**EXTRACT**:
+---+

[PATCH] D53927: [AArch64] Enable trigonometry libm vectorized functions via SLEEF

Wed Oct 31 10:41:40 PDT 2018

steleman added a comment.

In https://reviews.llvm.org/D53927#1282380, @fpetrogalli wrote:

> Hi @steleman , thank you for working on this!
>
> Before doing a detailed review, I have a couple of comments and requests.

> 2. You are using Vector Function ABI mangled names, which means you ware assuming to link agains `libsleefgnuabi.so` instead of `libsleef.so`. For this reason, I think it is worth to replace the `-fveclib=SLEEF` option with `-fveclib=SLEEFGNUABI`. This request applies to all places where you  have used `SLEEF`.

Sorry but I wholeheartedly disagree with this idea.

For starters, saying -fveclib=SLEEFGNUABI is just ugly IMO.

Furthermore, I do not understand why this change is necessary. It provides nothing that the current naming convention doesn't already provide. So, really, it's a matter of personal preference.

Also: Intel did not name their veclib argument "SVMLINTELABI". They named it "SVML".

> 3. Given that SLEEF has some degree of target independence, I would recommend using the TargetTriple `if` that selects the list of functions into a switch statement that sets the architectural extension token in the mangled names. On the long term, the list of available vector functions should be generated by setting such token instead of hard coding all names for all targets. Notice that I am not saying that you should add all targets, I am just saying that you should prepare the ground for extending this, as I think that `-fveclib=SLEEFGNUABI` should work the same for all the extensions supported by SLEEF.

+---+

**DATA**:
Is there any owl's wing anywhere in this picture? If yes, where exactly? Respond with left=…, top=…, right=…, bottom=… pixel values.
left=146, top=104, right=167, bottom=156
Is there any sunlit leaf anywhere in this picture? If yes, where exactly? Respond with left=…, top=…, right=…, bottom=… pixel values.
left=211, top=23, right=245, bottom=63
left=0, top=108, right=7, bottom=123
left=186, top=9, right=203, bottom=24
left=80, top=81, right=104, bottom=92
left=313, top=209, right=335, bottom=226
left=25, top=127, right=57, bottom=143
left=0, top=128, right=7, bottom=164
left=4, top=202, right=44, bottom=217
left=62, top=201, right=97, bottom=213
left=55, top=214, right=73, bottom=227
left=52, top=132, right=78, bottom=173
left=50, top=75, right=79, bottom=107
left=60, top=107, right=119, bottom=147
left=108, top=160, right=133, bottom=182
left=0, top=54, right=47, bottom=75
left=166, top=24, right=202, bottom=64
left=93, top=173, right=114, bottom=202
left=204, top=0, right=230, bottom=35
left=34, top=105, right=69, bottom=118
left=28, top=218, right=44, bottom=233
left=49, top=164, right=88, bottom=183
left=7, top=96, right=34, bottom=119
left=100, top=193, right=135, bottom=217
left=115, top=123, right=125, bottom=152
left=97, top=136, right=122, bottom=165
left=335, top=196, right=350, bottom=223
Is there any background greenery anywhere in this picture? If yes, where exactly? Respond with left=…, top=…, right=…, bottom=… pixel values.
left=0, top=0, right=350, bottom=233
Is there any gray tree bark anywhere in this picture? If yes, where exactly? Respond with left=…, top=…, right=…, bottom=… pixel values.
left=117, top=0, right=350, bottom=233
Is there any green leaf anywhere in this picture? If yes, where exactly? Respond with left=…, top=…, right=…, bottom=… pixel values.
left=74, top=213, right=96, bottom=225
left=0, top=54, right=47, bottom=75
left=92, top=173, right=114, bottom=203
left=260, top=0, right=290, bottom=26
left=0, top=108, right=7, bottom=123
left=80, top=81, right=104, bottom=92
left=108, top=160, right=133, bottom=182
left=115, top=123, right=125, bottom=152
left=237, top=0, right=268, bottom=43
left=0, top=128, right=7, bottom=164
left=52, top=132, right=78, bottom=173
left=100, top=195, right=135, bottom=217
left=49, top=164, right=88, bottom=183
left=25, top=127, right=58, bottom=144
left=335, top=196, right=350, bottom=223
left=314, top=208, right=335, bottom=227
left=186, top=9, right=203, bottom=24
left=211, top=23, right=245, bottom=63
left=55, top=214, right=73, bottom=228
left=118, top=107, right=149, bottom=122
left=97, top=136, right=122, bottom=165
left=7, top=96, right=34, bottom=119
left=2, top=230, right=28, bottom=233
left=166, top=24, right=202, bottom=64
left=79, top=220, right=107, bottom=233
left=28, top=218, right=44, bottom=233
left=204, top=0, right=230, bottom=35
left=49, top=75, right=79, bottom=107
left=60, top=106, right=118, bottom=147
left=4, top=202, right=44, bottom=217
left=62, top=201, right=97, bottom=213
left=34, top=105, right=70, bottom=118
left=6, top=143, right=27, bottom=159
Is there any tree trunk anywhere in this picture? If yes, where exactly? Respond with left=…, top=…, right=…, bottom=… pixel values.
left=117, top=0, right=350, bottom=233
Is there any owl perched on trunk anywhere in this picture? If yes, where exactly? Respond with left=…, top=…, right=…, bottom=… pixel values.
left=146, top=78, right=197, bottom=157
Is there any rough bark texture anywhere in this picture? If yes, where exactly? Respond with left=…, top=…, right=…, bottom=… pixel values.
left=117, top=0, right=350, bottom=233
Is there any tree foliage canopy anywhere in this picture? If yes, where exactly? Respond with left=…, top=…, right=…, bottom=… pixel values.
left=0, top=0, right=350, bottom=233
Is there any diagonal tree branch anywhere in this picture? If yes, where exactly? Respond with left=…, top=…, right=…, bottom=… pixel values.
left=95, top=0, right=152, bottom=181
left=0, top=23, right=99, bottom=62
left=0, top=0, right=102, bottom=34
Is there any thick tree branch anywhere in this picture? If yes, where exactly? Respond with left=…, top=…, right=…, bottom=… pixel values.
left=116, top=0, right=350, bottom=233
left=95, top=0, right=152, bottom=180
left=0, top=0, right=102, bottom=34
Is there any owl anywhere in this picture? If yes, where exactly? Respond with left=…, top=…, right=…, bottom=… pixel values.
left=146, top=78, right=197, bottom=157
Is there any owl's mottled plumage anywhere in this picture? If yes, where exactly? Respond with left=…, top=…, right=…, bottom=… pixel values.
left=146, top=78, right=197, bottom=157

+---+

**WHAT TO WORK ON**: Write out the passage of the patch discussion starting with "In https://reviews.llvm.org/D53927#1282380, @fpetrogalli" and going on through "with this idea.", word for word. The records play no part in what is asked here.

**FULL RESPONSE**:
In https://reviews.llvm.org/D53927#1282380, @fpetrogalli wrote:

> Hi @steleman , thank you for working on this!
>
> Before doing a detailed review, I have a couple of comments and requests.

> 2. You are using Vector Function ABI mangled names, which means you ware assuming to link agains `libsleefgnuabi.so` instead of `libsleef.so`. For this reason, I think it is worth to replace the `-fveclib=SLEEF` option with `-fveclib=SLEEFGNUABI`. This request applies to all places where you  have used `SLEEF`.

Sorry but I wholeheartedly disagree with this idea.